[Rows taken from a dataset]

-=-=-=-=-

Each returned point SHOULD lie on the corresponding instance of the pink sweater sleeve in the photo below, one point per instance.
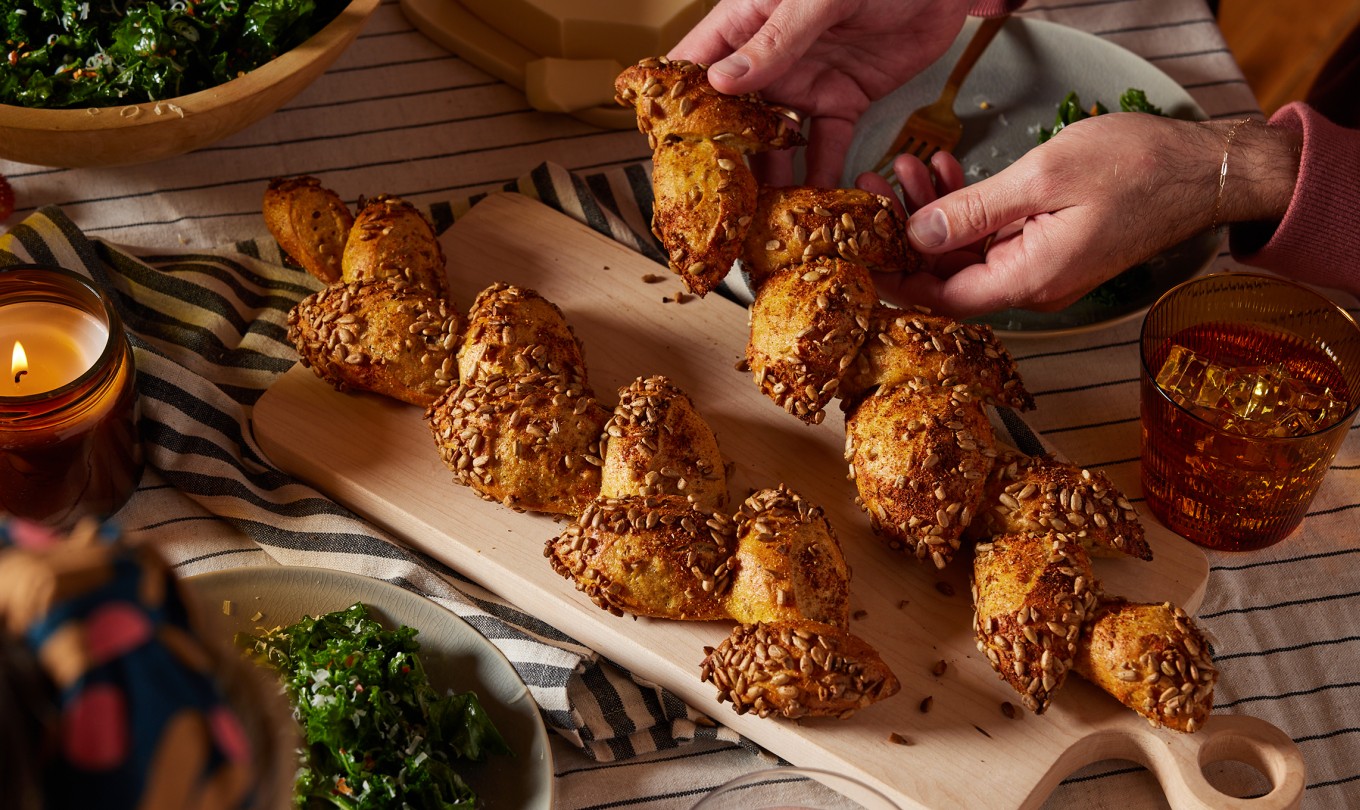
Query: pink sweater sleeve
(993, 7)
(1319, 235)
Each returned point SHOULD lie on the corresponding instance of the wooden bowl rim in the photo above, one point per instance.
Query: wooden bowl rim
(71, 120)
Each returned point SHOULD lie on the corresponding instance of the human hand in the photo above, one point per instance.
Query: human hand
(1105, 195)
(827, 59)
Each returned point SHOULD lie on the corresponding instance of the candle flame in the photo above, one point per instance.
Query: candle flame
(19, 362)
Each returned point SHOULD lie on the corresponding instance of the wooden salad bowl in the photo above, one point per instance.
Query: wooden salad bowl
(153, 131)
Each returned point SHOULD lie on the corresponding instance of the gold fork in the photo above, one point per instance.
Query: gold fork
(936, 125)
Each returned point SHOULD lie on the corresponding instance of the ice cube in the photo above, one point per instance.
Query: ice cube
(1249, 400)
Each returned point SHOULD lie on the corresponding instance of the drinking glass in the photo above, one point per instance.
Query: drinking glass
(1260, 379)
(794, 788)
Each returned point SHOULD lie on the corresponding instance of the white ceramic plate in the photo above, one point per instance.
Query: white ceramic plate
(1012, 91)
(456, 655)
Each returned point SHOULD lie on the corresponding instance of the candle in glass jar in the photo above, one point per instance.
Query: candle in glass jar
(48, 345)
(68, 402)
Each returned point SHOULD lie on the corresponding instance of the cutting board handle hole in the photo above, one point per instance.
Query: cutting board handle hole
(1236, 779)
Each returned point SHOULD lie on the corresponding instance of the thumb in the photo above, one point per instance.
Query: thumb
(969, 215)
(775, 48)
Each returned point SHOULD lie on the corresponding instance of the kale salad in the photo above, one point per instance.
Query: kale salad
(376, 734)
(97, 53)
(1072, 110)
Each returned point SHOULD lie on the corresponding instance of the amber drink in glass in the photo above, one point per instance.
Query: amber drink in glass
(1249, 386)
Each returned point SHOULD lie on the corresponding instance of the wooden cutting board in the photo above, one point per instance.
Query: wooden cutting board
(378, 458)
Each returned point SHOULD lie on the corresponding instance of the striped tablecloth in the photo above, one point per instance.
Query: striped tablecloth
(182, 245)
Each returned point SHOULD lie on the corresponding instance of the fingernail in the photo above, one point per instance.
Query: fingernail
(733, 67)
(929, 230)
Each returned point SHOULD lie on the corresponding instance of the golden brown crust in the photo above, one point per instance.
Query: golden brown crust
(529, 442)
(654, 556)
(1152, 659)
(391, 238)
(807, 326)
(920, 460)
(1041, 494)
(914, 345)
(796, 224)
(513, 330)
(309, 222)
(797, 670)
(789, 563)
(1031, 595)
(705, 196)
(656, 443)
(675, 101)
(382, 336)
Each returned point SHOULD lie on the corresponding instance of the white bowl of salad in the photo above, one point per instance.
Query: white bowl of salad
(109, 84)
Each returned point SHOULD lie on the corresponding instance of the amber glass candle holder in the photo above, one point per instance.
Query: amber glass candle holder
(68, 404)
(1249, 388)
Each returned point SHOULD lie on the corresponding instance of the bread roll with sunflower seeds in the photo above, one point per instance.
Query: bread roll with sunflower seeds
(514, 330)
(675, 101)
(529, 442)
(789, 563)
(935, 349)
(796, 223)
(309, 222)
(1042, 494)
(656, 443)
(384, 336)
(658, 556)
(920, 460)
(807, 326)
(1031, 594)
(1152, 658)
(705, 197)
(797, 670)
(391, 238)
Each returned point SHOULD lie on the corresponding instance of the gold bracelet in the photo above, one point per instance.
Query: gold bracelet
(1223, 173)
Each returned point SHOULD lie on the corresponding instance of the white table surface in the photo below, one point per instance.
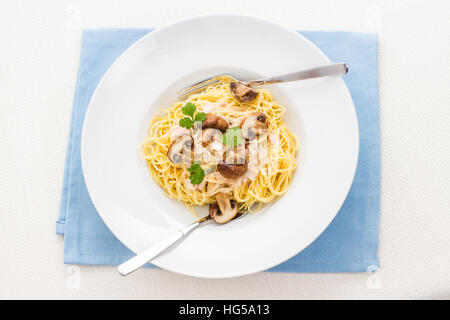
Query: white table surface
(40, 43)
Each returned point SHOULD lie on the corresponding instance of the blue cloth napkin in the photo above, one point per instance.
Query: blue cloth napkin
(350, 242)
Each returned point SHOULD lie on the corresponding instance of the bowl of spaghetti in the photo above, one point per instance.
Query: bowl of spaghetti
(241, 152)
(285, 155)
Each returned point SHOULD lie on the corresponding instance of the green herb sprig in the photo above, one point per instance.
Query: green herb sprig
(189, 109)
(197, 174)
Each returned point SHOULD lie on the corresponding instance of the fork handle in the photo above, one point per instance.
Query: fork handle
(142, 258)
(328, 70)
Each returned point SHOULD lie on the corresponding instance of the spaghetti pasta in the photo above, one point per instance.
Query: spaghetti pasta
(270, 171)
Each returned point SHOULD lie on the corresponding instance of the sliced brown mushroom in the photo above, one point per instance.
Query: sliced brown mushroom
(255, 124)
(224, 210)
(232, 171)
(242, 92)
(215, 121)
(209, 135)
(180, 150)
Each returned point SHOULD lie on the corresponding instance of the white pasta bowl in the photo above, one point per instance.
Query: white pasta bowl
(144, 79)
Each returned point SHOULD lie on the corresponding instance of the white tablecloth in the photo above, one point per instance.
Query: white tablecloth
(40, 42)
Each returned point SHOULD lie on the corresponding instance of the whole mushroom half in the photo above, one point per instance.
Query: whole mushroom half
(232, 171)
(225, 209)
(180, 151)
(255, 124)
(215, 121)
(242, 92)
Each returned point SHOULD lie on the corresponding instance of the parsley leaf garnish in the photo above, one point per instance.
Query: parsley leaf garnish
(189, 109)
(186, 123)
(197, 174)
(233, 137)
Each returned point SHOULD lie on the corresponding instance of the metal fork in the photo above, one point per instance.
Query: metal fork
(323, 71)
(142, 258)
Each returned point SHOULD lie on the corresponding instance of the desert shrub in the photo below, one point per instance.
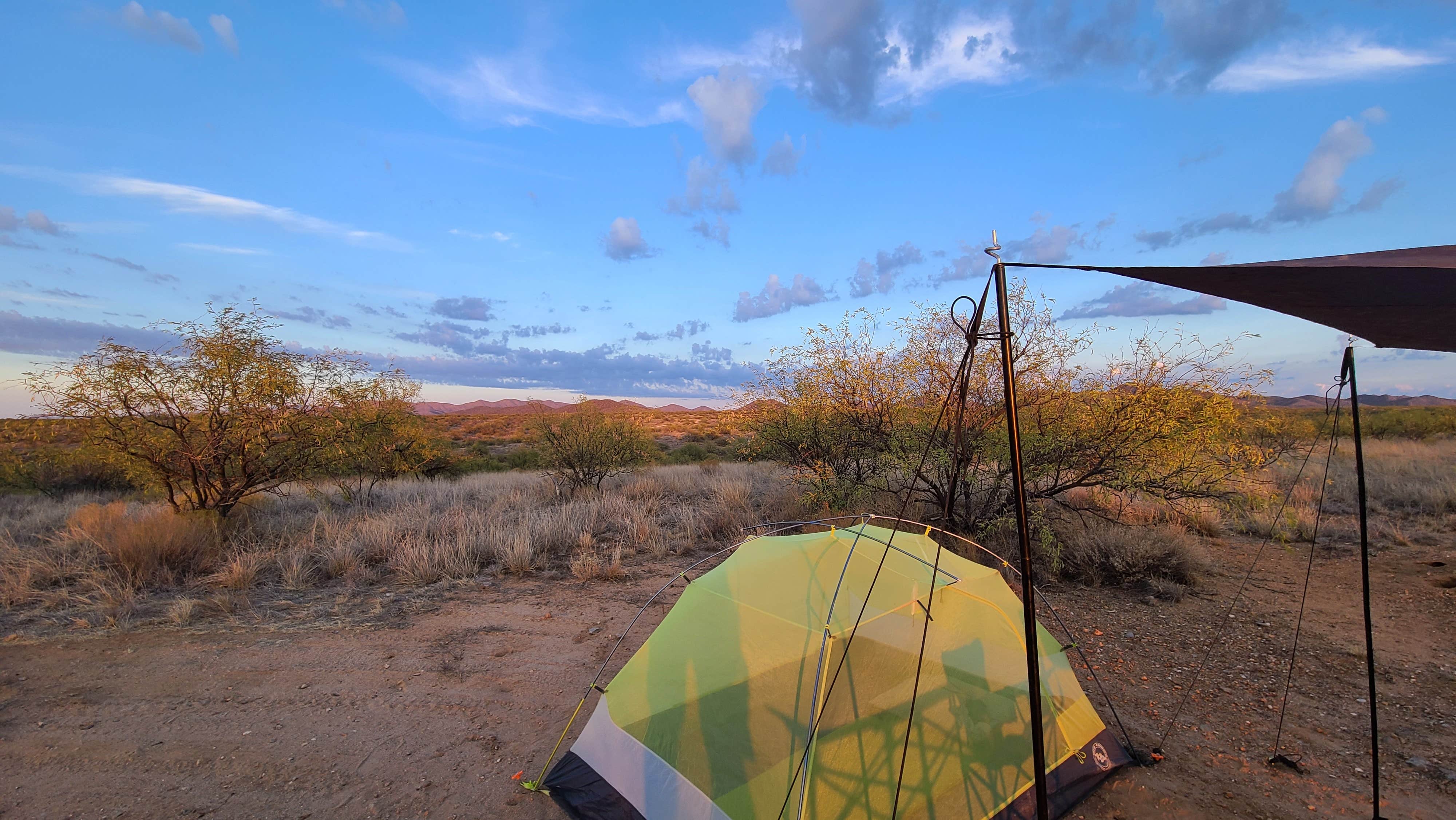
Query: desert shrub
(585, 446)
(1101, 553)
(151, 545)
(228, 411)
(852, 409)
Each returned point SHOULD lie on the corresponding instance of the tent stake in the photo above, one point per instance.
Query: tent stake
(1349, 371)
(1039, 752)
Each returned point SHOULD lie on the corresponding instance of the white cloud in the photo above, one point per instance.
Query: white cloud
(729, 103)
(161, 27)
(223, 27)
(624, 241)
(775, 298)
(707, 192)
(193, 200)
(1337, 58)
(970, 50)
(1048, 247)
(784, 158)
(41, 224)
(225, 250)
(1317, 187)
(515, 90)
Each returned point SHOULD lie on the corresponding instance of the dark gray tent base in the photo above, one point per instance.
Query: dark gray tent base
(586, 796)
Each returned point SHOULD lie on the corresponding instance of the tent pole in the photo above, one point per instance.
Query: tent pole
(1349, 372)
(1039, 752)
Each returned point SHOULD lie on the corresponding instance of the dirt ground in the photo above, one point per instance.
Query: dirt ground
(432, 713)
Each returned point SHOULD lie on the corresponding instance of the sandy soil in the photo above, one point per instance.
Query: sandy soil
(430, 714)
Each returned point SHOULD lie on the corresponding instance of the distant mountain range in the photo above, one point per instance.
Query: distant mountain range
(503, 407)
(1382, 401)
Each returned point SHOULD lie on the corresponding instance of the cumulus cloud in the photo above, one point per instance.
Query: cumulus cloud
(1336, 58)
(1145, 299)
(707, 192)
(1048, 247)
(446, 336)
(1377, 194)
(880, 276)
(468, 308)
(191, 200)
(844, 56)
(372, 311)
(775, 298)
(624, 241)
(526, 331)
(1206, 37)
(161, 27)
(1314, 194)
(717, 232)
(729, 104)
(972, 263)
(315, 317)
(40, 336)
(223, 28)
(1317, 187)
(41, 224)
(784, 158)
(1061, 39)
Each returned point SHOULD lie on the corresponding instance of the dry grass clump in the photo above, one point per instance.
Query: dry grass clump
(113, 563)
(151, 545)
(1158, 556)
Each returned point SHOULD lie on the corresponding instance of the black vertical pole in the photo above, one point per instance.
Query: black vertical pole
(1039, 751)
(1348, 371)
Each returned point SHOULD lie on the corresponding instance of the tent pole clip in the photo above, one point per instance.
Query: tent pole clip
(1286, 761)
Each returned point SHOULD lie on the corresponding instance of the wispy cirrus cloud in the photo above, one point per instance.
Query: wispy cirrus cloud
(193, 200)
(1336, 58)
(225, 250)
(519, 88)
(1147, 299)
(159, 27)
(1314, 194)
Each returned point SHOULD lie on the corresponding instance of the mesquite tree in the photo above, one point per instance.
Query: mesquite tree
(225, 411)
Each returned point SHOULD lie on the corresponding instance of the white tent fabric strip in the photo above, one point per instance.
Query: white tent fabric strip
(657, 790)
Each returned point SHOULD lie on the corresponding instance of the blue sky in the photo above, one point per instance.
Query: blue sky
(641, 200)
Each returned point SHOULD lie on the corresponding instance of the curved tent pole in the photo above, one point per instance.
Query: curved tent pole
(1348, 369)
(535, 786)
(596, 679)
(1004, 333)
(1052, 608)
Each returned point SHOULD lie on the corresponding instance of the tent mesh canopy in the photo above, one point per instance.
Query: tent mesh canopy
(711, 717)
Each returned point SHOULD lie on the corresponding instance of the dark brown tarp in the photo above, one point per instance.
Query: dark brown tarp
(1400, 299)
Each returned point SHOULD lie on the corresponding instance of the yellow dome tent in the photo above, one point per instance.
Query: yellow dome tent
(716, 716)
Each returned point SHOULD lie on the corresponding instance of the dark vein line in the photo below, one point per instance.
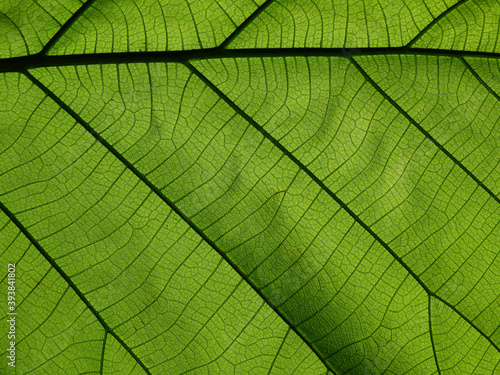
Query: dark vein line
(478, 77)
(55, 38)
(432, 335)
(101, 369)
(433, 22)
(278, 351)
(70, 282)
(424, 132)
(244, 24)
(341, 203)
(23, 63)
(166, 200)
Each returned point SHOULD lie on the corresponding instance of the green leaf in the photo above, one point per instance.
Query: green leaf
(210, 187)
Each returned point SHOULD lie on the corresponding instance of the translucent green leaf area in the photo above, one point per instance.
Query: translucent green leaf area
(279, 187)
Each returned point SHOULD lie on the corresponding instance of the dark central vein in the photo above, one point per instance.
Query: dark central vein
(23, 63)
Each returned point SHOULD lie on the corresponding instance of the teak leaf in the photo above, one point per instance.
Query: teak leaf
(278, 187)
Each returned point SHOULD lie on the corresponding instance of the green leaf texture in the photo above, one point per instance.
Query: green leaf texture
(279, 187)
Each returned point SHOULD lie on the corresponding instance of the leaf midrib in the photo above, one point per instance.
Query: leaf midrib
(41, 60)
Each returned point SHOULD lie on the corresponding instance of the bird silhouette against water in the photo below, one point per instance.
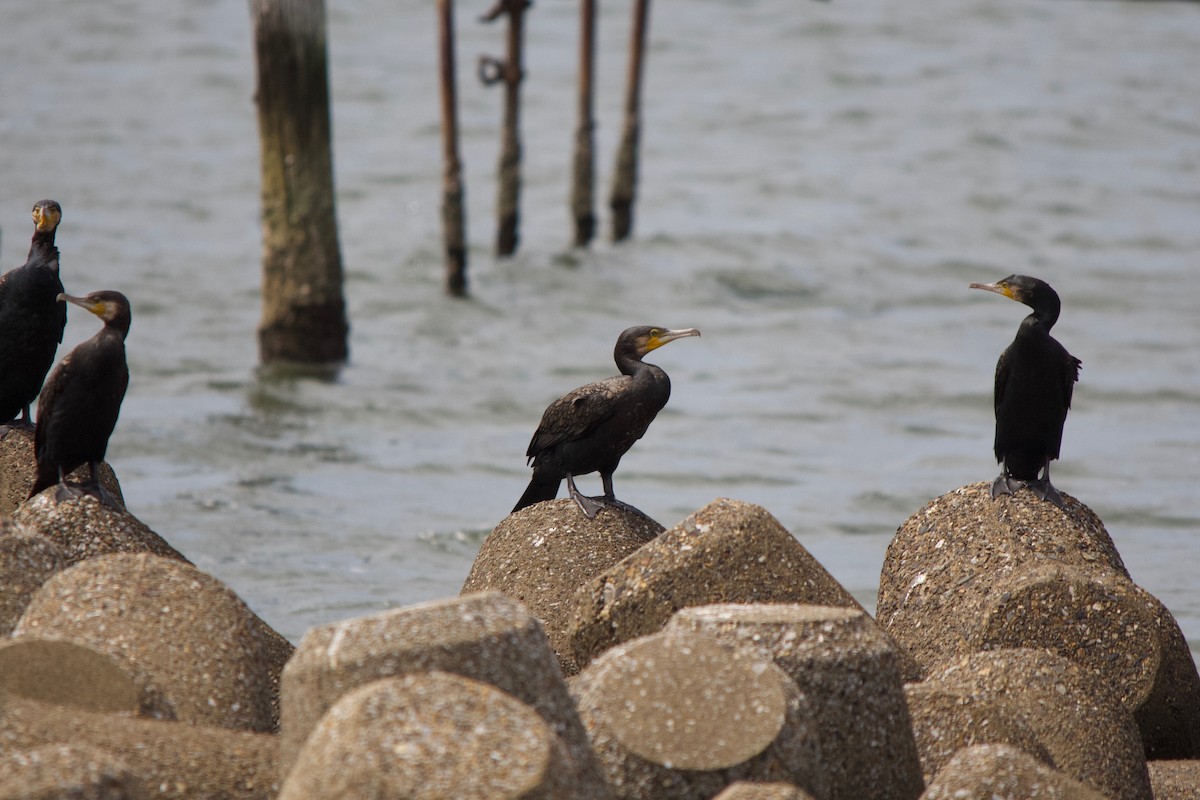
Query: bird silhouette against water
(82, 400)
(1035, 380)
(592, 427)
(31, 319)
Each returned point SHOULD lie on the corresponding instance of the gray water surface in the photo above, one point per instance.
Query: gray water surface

-=-=-=-=-

◆ WORK TO COMPLETE:
Copy the items verbatim from the line with "the dry grass" to the line with "(1158, 556)", including both of those lines.

◆ SOLUTION BELOW:
Each returned point SHOULD lie on the corresponding instance of the dry grass clump in the photo above, one point per instance.
Query: dry grass clump
(113, 563)
(151, 545)
(1158, 556)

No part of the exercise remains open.